Copy word for word the lines in the records below, from the line with "For the dataset, pick out the person" up to and including the last line of the records.

Records from a point labeling set:
<<<<

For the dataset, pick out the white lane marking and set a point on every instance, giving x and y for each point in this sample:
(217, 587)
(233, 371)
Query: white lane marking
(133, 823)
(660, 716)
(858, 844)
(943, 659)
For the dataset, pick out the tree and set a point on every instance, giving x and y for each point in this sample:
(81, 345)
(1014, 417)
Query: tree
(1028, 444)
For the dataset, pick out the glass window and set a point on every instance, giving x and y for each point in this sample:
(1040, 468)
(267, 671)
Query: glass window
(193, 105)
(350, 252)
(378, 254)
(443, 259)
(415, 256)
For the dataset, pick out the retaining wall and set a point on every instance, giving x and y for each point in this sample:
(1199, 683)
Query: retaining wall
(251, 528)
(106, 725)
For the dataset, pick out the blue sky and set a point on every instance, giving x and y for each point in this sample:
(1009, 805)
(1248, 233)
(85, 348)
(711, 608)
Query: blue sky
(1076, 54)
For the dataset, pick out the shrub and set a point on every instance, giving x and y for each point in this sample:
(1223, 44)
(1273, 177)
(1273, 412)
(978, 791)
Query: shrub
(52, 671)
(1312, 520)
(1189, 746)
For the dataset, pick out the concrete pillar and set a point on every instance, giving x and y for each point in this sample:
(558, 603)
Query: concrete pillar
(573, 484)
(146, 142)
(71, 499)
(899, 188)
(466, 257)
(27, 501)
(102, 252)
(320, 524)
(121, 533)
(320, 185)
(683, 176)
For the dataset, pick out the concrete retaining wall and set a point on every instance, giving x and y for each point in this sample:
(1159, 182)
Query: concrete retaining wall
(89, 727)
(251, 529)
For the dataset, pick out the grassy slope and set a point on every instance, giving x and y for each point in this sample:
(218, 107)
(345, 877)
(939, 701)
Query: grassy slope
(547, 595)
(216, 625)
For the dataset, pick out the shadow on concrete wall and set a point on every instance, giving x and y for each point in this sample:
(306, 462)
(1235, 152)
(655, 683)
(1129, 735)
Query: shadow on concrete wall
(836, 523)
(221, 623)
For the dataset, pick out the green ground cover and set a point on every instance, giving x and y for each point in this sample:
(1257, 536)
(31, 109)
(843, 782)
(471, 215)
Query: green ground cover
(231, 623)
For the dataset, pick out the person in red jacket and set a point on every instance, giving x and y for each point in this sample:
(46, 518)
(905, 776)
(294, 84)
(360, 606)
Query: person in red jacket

>>>>

FINISHED ANSWER:
For the dataset, pick out the person in red jacket and set a point on every instance, giving x and y for each point in this sample:
(46, 518)
(905, 776)
(294, 84)
(360, 606)
Query: person in red jacket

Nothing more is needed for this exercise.